What you should do:
Which lines of the data below contain the word "water"? Pull each one out and copy it in full.
[BEGIN]
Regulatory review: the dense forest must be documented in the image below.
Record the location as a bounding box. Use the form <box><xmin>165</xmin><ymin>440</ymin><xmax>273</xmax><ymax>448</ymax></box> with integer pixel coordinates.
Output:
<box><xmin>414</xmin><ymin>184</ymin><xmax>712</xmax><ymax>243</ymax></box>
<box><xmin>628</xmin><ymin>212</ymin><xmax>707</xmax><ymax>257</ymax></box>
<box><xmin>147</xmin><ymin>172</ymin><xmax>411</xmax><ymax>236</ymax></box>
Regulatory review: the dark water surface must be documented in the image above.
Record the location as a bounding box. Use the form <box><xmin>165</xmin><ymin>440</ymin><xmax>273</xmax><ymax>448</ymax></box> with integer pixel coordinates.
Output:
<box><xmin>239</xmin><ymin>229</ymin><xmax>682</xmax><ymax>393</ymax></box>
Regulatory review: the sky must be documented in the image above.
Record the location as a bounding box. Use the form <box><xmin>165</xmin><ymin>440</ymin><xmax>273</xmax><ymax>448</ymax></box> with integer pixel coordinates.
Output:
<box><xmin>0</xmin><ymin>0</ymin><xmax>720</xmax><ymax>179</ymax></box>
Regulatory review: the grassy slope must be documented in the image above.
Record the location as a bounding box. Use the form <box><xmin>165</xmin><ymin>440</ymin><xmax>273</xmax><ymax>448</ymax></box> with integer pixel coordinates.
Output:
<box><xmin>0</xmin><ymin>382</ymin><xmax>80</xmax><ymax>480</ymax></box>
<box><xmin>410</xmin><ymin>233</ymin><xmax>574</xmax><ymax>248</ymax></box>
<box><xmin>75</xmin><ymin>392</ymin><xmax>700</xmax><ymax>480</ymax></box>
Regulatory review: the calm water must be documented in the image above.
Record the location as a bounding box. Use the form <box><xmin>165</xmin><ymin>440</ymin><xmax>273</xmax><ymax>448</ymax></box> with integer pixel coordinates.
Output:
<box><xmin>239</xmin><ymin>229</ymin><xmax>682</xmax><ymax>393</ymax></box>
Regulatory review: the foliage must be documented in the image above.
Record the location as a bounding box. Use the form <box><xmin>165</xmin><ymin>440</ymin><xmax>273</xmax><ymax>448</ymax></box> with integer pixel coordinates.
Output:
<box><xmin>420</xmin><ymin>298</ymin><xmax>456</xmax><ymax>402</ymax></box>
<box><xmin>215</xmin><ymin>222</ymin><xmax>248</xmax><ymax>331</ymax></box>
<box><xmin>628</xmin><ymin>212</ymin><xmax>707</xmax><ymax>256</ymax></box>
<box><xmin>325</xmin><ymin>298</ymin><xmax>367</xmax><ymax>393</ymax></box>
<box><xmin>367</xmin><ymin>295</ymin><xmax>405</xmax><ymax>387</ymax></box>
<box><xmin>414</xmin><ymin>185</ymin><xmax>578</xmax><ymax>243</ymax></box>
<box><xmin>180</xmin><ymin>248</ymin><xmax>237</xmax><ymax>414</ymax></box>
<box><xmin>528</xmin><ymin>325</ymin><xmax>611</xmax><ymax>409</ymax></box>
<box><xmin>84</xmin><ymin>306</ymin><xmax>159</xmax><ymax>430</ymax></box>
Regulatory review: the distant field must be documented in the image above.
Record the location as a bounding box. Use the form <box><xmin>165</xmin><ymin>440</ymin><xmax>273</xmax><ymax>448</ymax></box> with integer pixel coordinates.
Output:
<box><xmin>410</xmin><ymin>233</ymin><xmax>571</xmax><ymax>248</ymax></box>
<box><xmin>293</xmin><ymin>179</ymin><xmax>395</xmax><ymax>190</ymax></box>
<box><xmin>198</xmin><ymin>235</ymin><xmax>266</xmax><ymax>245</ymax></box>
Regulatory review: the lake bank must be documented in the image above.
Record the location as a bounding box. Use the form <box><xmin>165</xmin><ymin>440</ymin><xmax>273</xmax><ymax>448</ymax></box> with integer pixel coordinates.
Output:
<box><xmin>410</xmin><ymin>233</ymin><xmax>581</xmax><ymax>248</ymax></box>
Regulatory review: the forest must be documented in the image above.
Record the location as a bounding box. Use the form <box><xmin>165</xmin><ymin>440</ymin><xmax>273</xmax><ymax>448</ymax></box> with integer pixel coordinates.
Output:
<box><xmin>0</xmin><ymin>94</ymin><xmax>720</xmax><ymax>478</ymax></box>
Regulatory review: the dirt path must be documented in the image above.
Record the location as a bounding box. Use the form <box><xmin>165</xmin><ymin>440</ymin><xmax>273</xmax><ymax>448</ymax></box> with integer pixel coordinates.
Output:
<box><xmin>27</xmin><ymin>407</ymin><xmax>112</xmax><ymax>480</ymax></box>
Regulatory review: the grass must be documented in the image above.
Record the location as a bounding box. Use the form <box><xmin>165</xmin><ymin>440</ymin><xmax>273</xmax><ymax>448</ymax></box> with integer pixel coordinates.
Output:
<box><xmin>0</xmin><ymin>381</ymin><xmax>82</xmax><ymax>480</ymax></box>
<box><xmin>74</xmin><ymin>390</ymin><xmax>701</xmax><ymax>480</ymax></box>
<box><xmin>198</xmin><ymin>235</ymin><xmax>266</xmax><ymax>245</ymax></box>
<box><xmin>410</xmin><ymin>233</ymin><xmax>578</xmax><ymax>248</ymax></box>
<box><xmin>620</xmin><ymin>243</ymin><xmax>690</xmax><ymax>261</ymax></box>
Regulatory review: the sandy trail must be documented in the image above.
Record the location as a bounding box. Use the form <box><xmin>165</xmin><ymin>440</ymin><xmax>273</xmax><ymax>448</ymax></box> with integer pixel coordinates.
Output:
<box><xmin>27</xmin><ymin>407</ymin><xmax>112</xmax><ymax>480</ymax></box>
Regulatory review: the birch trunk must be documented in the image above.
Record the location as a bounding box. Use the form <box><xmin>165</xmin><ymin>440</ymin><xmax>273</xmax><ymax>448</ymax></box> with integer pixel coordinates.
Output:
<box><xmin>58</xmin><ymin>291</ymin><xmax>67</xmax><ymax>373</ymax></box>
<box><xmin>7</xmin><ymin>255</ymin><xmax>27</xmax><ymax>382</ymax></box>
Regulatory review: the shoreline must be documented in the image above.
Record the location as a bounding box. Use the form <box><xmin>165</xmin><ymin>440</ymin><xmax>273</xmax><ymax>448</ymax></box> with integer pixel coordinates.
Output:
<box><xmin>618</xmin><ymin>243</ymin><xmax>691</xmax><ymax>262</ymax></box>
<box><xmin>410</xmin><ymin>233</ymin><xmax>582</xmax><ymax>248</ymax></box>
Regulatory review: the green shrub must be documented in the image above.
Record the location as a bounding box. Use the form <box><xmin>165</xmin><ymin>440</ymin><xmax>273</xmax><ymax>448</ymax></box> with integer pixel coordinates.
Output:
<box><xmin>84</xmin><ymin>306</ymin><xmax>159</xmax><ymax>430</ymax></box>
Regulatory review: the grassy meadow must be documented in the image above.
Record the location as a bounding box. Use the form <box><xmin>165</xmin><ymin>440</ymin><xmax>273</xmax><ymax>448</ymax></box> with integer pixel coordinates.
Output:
[END]
Complete output:
Regulatory review: the dark water surface must be documented in the image above.
Regulatory review: the calm water must be documented in the image above.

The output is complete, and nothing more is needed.